DATA TO PROCESS:
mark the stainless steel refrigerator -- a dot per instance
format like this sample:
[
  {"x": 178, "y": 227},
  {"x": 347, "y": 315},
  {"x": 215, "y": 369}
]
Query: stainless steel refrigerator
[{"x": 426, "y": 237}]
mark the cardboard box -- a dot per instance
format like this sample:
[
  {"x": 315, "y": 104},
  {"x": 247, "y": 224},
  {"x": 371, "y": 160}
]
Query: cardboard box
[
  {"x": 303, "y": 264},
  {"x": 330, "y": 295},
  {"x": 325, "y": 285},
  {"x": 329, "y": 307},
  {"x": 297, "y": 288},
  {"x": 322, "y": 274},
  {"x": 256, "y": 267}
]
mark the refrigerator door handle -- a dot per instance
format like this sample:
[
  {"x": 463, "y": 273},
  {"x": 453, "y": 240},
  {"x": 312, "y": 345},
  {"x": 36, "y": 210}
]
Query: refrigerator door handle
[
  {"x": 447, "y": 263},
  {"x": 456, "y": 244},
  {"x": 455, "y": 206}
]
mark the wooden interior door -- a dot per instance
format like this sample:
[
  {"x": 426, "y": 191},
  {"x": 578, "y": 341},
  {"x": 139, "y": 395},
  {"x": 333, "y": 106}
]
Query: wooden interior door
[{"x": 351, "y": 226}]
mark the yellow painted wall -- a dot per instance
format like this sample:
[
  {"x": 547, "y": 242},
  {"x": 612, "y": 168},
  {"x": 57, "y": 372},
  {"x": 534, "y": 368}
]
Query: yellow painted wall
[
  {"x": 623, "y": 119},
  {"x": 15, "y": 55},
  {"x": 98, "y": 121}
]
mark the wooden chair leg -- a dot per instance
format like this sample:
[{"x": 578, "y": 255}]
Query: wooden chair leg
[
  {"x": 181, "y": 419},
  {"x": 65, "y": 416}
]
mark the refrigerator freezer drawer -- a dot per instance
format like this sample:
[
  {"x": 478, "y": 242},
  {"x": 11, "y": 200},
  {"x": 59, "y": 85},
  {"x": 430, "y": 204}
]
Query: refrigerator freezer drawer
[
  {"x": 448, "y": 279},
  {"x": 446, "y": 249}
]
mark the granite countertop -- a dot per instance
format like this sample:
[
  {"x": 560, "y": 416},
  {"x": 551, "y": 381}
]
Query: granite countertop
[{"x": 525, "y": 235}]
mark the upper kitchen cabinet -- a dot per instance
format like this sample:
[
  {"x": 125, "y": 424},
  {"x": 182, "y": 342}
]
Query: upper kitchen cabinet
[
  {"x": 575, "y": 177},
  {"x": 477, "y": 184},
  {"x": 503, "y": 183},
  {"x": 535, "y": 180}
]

PROBLEM TO SOLVE:
Search the data for the string "mark" and copy every line where it appears.

RESULT BELOW:
mark the stainless steel refrigerator -- a dot per instance
mark the cardboard box -- a dot per instance
mark the refrigerator door handle -- a dot per instance
mark the wooden interior door -- a dot per instance
mark the yellow painted wall -- a dot per instance
mark the wooden chair leg -- a dot per instance
mark the refrigerator freezer drawer -- a dot per instance
mark the granite countertop -- a dot per instance
mark the upper kitchen cabinet -- a dot per instance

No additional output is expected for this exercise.